*抜粋:*
2)平成13年7月には、3分間の肉体を作りあげた。石川県根上町でのローラースケートの大会のため。昨年はシニア部門で2分35秒のタイムで優勝できたものの、後半には、太ももはパンパンで動かず、息は絶え絶えで心臓は喘ぎ、どうなることかと思った。
 そこで、今年はスタミナ保持のため、前傾姿勢に耐える訓練を行った。最初は1分40秒で太股の筋肉が痛みだし、低い姿勢がとれずギブアップ。しかし、トレーニングを続けていると、痛み出すのが2分10秒後となり、3分まで耐えられる身体へと改造されたのである。すなわち、乳酸の生成が遅くなり、乳酸が蓄積しても筋肉運動を続けられる身体へと進化したのだ。本番のレースでは、強風にもかかわらず昨年とほぼ同タイムで滑走し、二連覇を果たせた。

3)平成13年8月は、ピアニストの身体へと改造した。私が今までピアノコンクールに出場したのは、12歳までと36歳の時で、今回は久しぶりである。

 改造のポイントは「脱力」。ピアノは打楽器の一つであり、鍵盤を叩くとされるが、それは大きな誤り。鍵盤は、指先で微妙に撫でるものだ。それも肩、上腕、前腕、手首、指の力を抜いて、100分の1mmほどの違いの感覚で深さを調節しなければ、きれいな音色はでないのである。

 脱力とは、本当に難しい技だ。知らない間に、力んでしまう。そのトレーニンには、筋肉の緊張と弛緩、心の緊張と弛緩、これらを自分で工夫しながらそれぞれ行うのである。

 以前に自分の前腕や指の筋電図を取ったことがある。鍵盤を叩いて、ふつうに力を抜くと約80msecだった。瞬時に脱力するようにすると約30-40msecとなった。音色はこれだけでは決まらない。

 世界最大のピアノコンクールとして知られるPTNAピアノコンペティション。今年は全国から28000人がエントリーし、東京決勝大会に進んだのは400人。私はその中の一人で、シニア部門で上位の数名以内に入賞し奨励賞を頂いた。大切なのは、結果ではなくてプロセスだ。久しぶりに、心と身体のいずれもで緊張と弛緩というストレスと癒しを感じることができた。青春ふたたび、夏の1ヶ月は、私の心も熱く燃えていたのである。

4)平成13年9月は、大変の1カ月だった。私は音楽療法の学会の世話をさせて頂いているが、様々なマネージメントが重なった。通常と異なり、膨大なマネージメントの処理が必要で、ほとんど眠れない日々が続いた。体は弱り、気力だけでがんばっているという状態だった。これも、神様か仏様が与えてくれた試練であると思っていた。確かに、筋肉が痩せたが、ここからどのようにするかが工夫である。

*課題一覧:*
a) 次の(i)〜(iii)が抜粋の内容と一致するか、それぞれ「はい」か「いいえ」で答え、判断の決め手となる抜粋の語句をそのまま引用せよ。(i) 筆者は前年のローラースケート大会でシニア部門の優勝を果たしていた。(ii) PTNAピアノコンペティションの東京決勝大会に進んだのは28000人である。(iii) 瞬時に脱力するようにすると、筋電図で約80msecとなった。
b) 抜粋のうち「4)平成13年9月は、大変の」と「のようにするかが工夫である。」の間を、両端も含めて一字一句そのまま繰り返せ。

[写真内の物体指示資料]

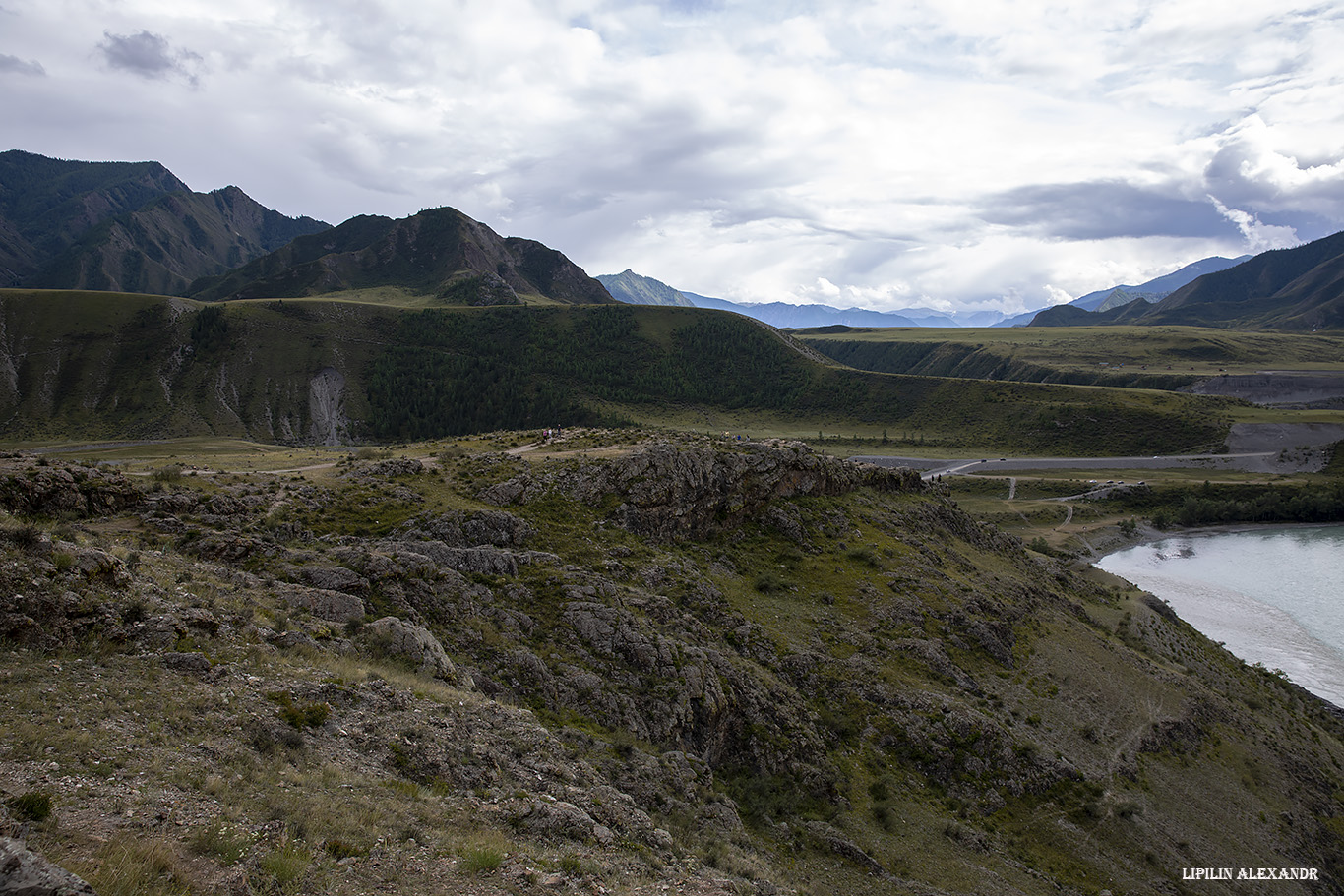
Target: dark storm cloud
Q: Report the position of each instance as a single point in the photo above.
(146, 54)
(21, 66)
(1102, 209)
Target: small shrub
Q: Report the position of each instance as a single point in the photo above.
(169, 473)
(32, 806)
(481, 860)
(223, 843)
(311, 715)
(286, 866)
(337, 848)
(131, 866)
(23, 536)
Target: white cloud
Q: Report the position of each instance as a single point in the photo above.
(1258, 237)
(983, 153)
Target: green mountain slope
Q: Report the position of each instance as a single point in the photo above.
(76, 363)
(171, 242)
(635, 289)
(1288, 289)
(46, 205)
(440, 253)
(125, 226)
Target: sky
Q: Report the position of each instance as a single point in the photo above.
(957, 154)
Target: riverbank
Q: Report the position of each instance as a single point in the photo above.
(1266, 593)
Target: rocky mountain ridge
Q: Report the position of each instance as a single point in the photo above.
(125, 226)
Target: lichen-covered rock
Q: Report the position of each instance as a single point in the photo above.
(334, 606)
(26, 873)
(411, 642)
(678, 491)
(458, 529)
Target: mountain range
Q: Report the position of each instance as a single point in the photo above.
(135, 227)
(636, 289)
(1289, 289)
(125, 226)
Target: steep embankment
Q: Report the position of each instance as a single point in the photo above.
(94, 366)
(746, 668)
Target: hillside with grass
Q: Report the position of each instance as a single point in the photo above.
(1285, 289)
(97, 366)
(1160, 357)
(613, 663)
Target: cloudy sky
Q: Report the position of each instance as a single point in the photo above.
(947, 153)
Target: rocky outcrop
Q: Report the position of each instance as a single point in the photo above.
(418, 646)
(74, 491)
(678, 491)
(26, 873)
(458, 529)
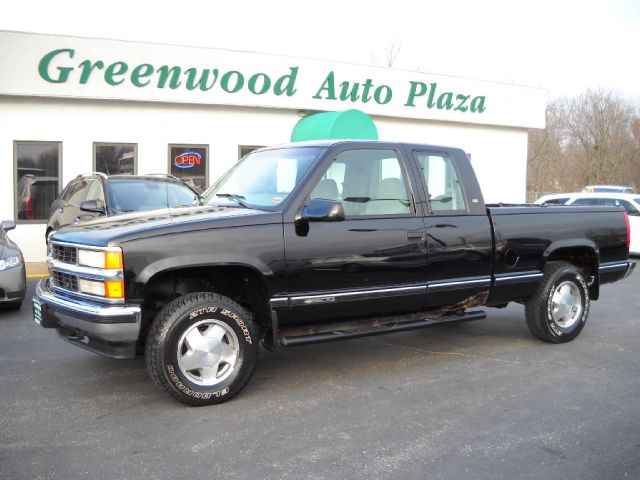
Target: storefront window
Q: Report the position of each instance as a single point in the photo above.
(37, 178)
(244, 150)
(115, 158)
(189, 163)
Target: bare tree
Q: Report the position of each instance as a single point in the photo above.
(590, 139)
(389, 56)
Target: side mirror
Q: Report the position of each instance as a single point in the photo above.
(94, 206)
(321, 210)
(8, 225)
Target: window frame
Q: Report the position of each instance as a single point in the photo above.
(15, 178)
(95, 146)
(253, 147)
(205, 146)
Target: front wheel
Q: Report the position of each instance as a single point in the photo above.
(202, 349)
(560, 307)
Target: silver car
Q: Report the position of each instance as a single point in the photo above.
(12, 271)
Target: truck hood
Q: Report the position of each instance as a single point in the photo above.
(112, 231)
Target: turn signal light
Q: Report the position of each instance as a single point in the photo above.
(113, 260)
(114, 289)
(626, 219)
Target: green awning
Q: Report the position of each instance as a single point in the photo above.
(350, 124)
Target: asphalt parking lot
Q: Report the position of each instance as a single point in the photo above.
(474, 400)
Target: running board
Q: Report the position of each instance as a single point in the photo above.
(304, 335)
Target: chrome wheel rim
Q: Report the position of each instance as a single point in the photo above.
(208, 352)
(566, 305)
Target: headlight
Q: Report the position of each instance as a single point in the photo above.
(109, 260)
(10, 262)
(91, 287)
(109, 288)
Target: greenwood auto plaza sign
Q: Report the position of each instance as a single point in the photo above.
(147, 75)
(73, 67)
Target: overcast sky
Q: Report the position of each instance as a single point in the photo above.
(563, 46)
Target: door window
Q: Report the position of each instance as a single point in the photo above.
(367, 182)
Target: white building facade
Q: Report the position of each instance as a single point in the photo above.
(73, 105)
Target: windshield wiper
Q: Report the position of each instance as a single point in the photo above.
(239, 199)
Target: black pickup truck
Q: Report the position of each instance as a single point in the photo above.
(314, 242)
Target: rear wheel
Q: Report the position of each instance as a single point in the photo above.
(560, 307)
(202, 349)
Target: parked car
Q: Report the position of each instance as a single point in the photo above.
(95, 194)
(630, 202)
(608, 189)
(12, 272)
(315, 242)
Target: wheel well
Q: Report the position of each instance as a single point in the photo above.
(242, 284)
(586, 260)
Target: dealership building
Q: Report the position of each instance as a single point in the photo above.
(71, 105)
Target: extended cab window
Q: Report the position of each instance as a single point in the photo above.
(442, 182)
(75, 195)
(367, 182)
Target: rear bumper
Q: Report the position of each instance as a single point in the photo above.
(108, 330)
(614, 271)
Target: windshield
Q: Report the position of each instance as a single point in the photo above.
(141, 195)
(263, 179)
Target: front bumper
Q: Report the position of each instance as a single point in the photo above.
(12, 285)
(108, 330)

*課題別解答:*
a)
(i) はい。「昨年はシニア部門で2分35秒のタイムで優勝できた」
(ii) いいえ。「東京決勝大会に進んだのは400人」
(iii) いいえ。「瞬時に脱力するようにすると約30-40msecとなった」

b)
4)平成13年9月は、大変の1カ月だった。私は音楽療法の学会の世話をさせて頂いているが、様々なマネージメントが重なった。通常と異なり、膨大なマネージメントの処理が必要で、ほとんど眠れない日々が続いた。体は弱り、気力だけでがんばっているという状態だった。これも、神様か仏様が与えてくれた試練であると思っていた。確かに、筋肉が痩せたが、ここからどのようにするかが工夫である。